DATA RECORDS below:

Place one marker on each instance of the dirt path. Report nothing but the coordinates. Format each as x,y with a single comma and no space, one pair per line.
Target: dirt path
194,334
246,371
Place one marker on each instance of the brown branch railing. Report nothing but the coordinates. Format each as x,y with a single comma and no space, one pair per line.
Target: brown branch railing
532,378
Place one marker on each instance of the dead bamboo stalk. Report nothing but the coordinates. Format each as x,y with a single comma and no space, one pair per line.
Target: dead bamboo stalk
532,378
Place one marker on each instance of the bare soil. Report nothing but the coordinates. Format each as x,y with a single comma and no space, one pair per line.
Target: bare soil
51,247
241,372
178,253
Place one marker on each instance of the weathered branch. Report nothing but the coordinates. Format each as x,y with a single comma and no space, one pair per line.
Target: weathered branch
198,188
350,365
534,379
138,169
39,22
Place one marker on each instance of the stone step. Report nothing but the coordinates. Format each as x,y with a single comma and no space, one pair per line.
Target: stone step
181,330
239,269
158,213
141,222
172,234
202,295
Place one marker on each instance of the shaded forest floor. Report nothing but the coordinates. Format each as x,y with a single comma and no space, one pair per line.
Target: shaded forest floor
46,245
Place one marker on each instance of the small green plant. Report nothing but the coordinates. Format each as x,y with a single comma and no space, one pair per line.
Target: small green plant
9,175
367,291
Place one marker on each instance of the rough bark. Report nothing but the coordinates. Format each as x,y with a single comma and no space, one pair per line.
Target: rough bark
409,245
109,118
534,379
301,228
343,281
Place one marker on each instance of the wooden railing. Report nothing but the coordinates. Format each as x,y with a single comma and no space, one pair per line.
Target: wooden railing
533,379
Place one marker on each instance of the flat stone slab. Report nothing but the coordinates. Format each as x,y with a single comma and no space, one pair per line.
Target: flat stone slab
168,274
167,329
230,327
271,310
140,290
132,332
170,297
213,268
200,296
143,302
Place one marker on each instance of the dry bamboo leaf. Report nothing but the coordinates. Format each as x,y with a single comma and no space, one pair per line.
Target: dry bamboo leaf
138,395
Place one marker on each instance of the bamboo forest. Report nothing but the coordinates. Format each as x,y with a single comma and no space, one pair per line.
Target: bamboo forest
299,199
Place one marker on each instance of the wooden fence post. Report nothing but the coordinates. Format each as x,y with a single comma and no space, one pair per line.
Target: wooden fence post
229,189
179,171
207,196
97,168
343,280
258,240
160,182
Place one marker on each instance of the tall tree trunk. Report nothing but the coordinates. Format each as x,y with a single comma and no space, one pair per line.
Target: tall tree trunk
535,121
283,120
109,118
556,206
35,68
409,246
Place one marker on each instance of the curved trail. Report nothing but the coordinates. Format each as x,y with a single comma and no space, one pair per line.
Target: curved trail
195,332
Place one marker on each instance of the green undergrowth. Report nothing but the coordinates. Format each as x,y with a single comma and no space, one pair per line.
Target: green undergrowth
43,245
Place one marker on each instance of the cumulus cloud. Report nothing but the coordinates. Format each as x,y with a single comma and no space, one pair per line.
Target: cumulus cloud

End of DATA RECORDS.
DATA RECORDS below:

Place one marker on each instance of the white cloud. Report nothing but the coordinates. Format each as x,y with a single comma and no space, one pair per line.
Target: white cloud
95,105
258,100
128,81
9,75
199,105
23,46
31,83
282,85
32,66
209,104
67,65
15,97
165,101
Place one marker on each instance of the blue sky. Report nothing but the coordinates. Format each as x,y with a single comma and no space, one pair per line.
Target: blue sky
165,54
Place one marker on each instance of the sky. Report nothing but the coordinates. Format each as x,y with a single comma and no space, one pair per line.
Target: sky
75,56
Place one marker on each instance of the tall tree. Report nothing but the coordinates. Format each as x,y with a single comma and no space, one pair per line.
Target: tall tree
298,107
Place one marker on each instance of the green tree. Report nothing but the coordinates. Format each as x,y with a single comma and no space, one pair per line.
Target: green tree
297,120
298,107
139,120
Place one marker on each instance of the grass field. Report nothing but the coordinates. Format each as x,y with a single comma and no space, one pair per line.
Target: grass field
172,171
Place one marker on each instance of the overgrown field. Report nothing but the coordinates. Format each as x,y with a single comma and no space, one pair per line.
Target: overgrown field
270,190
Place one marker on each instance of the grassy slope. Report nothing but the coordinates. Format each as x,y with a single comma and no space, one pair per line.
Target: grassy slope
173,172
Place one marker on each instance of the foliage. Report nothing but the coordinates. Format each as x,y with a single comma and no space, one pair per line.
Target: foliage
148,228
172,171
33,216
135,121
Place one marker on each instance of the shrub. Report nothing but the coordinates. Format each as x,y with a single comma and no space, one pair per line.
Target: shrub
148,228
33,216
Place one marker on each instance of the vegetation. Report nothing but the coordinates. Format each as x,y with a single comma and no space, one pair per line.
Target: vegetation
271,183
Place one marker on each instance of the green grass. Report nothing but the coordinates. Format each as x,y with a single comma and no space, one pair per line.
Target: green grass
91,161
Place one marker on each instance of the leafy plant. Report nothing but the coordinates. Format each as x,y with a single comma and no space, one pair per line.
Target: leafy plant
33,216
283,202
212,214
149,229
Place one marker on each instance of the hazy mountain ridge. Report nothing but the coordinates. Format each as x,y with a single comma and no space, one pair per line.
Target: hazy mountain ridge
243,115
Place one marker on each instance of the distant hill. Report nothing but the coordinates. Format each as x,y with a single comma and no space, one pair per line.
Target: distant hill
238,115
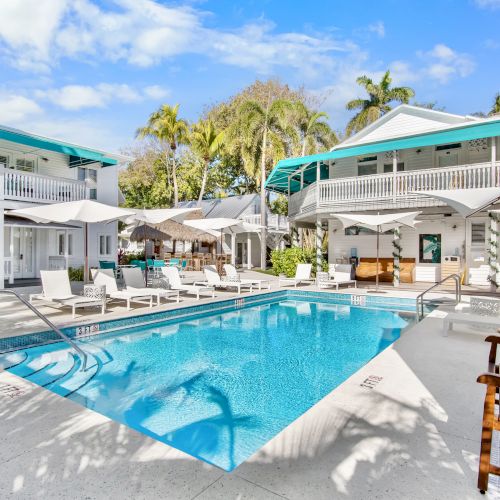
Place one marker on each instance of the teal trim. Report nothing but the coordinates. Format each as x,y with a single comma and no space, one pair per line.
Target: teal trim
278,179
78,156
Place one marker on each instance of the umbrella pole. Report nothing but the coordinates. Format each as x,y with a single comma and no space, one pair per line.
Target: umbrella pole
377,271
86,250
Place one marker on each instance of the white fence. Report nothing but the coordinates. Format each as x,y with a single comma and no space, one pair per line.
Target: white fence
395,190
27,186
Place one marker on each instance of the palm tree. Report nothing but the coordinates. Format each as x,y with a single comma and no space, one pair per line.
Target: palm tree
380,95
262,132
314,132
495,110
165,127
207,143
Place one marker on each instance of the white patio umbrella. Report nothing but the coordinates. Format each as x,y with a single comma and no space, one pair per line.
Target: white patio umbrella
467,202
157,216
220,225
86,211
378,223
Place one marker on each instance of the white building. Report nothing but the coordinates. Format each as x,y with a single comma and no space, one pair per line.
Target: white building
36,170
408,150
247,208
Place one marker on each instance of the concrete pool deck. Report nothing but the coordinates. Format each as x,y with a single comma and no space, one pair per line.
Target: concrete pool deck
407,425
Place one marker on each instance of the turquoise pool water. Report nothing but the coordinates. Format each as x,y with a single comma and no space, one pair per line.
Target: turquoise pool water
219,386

End of DATA RECORDS.

> [EXERCISE PROMPT]
Look through the material for "cumulus". Copy each line that has it.

> [EXERCISE RESULT]
Place one marker on each instance of the cumulus cloud. Report nothing but the coordinates. Format each as x,y with a single comma and no space, one pair per line.
Target: cumulus cloud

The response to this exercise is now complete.